__Requirement__
Retype the following data exactly, but leave its pictures out.

'''

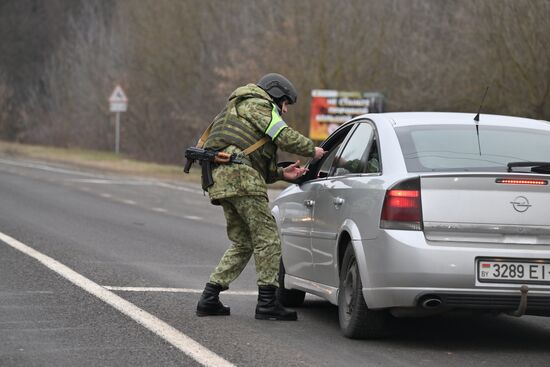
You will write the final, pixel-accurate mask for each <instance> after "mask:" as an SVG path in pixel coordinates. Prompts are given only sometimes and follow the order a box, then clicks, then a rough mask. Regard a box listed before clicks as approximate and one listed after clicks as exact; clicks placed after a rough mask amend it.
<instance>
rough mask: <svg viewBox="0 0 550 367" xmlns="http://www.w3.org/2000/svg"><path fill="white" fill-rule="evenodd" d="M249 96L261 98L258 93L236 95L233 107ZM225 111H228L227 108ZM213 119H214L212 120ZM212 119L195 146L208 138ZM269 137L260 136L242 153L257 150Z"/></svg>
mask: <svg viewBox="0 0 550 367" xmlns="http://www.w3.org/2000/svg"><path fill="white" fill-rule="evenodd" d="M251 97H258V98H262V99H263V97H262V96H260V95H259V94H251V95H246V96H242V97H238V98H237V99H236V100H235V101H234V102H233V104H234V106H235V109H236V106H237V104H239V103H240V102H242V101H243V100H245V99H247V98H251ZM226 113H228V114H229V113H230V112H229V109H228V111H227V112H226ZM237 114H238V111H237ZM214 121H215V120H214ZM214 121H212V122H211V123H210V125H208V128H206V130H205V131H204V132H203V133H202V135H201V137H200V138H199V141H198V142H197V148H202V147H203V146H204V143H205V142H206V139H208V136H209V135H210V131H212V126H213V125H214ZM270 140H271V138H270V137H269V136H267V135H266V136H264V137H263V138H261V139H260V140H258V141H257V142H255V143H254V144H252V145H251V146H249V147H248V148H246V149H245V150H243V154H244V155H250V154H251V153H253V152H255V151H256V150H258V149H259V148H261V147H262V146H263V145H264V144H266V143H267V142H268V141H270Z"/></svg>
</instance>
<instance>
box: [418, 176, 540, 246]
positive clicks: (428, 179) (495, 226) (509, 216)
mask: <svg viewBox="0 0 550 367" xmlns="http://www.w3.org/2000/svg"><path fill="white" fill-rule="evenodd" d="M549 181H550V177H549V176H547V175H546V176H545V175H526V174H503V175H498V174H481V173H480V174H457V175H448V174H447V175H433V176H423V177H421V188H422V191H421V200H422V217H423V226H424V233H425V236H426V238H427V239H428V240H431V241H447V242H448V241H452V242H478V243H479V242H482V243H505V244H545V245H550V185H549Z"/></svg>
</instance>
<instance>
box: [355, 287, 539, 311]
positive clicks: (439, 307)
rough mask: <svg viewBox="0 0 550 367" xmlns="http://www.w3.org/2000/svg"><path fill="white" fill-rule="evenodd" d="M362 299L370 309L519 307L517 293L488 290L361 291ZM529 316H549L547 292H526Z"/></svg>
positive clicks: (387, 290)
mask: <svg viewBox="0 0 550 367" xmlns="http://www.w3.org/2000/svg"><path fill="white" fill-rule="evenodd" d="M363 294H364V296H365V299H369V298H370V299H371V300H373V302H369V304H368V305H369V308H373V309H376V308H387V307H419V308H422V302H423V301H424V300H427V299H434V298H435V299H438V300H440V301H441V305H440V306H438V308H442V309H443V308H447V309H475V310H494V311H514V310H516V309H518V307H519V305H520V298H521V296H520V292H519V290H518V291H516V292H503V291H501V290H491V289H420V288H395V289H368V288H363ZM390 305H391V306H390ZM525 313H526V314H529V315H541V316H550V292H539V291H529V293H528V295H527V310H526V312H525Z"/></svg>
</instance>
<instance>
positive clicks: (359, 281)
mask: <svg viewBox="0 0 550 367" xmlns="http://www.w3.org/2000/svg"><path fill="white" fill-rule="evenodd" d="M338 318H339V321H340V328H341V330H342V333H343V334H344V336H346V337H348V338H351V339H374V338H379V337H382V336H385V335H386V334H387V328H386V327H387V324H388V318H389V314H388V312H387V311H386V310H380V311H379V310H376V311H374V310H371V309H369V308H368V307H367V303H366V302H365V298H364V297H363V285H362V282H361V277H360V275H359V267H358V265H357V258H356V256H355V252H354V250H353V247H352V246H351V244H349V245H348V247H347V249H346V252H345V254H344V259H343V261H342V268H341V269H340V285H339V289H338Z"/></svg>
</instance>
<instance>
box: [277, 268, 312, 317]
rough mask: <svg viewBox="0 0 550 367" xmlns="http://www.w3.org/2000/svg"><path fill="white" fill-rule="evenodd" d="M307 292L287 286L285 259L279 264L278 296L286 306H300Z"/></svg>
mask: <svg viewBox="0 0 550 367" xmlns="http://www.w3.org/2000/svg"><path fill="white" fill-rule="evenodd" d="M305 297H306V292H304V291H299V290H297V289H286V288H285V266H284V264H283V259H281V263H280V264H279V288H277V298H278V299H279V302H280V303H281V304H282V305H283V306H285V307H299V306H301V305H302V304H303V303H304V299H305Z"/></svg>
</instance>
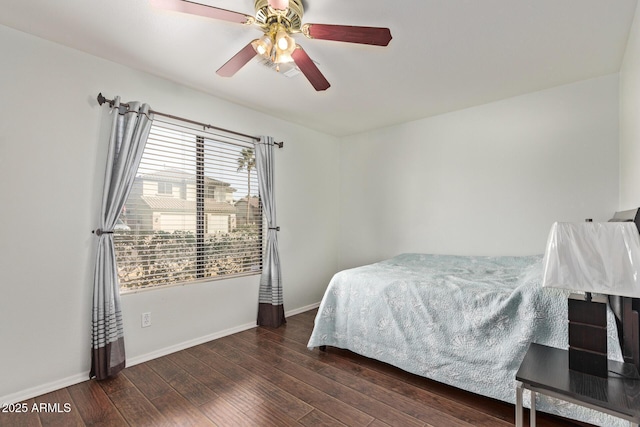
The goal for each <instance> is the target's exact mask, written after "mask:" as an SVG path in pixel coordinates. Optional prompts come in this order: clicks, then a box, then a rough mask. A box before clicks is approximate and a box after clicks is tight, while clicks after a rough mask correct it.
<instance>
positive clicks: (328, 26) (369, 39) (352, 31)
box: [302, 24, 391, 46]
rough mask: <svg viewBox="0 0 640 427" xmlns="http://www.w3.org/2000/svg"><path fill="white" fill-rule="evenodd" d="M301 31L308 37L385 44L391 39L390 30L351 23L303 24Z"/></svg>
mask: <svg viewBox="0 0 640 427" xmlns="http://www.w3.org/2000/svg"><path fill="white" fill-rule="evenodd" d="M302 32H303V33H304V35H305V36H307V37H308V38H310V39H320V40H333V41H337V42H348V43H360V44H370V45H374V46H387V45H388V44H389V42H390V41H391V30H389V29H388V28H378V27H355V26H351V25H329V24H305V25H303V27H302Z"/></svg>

'''

__Answer section__
You will write the final, pixel-accurate mask for each <instance> after "mask:" as an SVG path in pixel coordinates. Prompts are given only sometimes and follow the order a box, then clicks, then a rough mask. Regard a box listed before clicks as approximate and one listed after clicks as exact; clicks placed after a rough mask amend it.
<instance>
rough mask: <svg viewBox="0 0 550 367" xmlns="http://www.w3.org/2000/svg"><path fill="white" fill-rule="evenodd" d="M249 96L261 98L258 93L236 95L233 107ZM225 111H228L227 108ZM213 119H214L212 120ZM212 119L195 146L208 138ZM269 137L260 136L242 153L257 150Z"/></svg>
mask: <svg viewBox="0 0 550 367" xmlns="http://www.w3.org/2000/svg"><path fill="white" fill-rule="evenodd" d="M251 97H258V98H262V99H263V97H262V96H260V95H259V94H251V95H246V96H242V97H238V98H237V99H236V100H235V101H234V102H233V104H234V106H235V109H236V106H237V104H239V103H240V102H242V101H243V100H245V99H247V98H251ZM226 113H228V114H229V113H230V112H229V109H228V111H227V112H226ZM237 114H238V111H237ZM214 121H215V120H214ZM214 121H212V122H211V123H210V125H208V128H206V130H205V131H204V132H203V133H202V135H201V137H200V138H199V141H198V142H197V148H202V147H203V146H204V143H205V142H206V139H208V136H209V135H210V131H212V126H213V125H214ZM270 140H271V138H270V137H269V136H267V135H266V136H264V137H263V138H261V139H260V140H258V141H257V142H255V143H254V144H252V145H251V146H249V147H248V148H246V149H245V150H243V154H244V155H250V154H251V153H253V152H255V151H256V150H258V149H259V148H261V147H262V146H263V145H264V144H266V143H267V142H268V141H270Z"/></svg>
</instance>
<instance>
box: [418, 176, 540, 246]
positive clicks: (428, 179) (495, 226) (509, 216)
mask: <svg viewBox="0 0 550 367" xmlns="http://www.w3.org/2000/svg"><path fill="white" fill-rule="evenodd" d="M549 181H550V177H549V176H547V175H546V176H545V175H526V174H503V175H498V174H481V173H480V174H457V175H448V174H447V175H433V176H423V177H421V188H422V191H421V200H422V217H423V226H424V233H425V236H426V238H427V239H428V240H431V241H447V242H448V241H452V242H478V243H479V242H482V243H505V244H545V245H550V185H549Z"/></svg>
</instance>
<instance>
box: [355, 287, 539, 311]
positive clicks: (439, 307)
rough mask: <svg viewBox="0 0 550 367" xmlns="http://www.w3.org/2000/svg"><path fill="white" fill-rule="evenodd" d="M362 299L370 309L519 307L517 293L488 290L361 291ZM529 316H549L547 292H526Z"/></svg>
positive clicks: (387, 290)
mask: <svg viewBox="0 0 550 367" xmlns="http://www.w3.org/2000/svg"><path fill="white" fill-rule="evenodd" d="M363 294H364V296H365V299H369V298H370V299H371V300H373V302H369V304H368V305H369V308H373V309H376V308H387V307H419V308H422V302H423V301H424V300H427V299H434V298H435V299H438V300H440V301H441V305H440V306H438V308H442V309H443V308H447V309H475V310H494V311H514V310H516V309H518V307H519V305H520V298H521V296H520V292H519V290H518V291H516V292H503V291H501V290H491V289H420V288H395V289H368V288H363ZM390 305H391V306H390ZM525 313H526V314H529V315H541V316H550V292H539V291H529V293H528V295H527V310H526V312H525Z"/></svg>
</instance>
<instance>
positive clicks: (359, 281)
mask: <svg viewBox="0 0 550 367" xmlns="http://www.w3.org/2000/svg"><path fill="white" fill-rule="evenodd" d="M338 318H339V321H340V328H341V330H342V333H343V334H344V336H346V337H348V338H351V339H374V338H379V337H382V336H385V335H386V334H387V328H386V327H387V324H388V318H389V314H388V312H387V311H386V310H380V311H379V310H376V311H374V310H371V309H369V308H368V307H367V303H366V302H365V298H364V297H363V285H362V282H361V277H360V275H359V267H358V265H357V258H356V256H355V252H354V250H353V247H352V246H351V244H349V245H348V247H347V249H346V252H345V254H344V259H343V261H342V268H341V269H340V285H339V289H338Z"/></svg>
</instance>
<instance>
box: [277, 268, 312, 317]
rough mask: <svg viewBox="0 0 550 367" xmlns="http://www.w3.org/2000/svg"><path fill="white" fill-rule="evenodd" d="M307 292L287 286L285 259L279 264L278 296L286 306H300Z"/></svg>
mask: <svg viewBox="0 0 550 367" xmlns="http://www.w3.org/2000/svg"><path fill="white" fill-rule="evenodd" d="M305 297H306V292H304V291H299V290H297V289H286V288H285V266H284V264H283V259H281V263H280V264H279V288H277V298H278V299H279V302H280V303H281V304H282V305H283V306H285V307H299V306H301V305H302V304H303V303H304V299H305Z"/></svg>
</instance>
The goal for each <instance> is the target's exact mask, written after "mask:" as an SVG path in pixel coordinates. Optional prompts come in this order: clicks, then a box, then a rough mask. A box before clicks is approximate and a box after clicks is tight, while clicks after a rough mask correct it.
<instance>
positive clicks: (328, 26) (369, 39) (352, 31)
box: [302, 24, 391, 46]
rough mask: <svg viewBox="0 0 640 427" xmlns="http://www.w3.org/2000/svg"><path fill="white" fill-rule="evenodd" d="M301 31L308 37L385 44L391 39L390 30L351 23L303 24Z"/></svg>
mask: <svg viewBox="0 0 640 427" xmlns="http://www.w3.org/2000/svg"><path fill="white" fill-rule="evenodd" d="M302 32H303V33H304V35H305V36H307V37H308V38H310V39H320V40H333V41H337V42H348V43H360V44H370V45H374V46H387V45H388V44H389V42H390V41H391V30H389V29H388V28H378V27H355V26H351V25H329V24H305V25H303V27H302Z"/></svg>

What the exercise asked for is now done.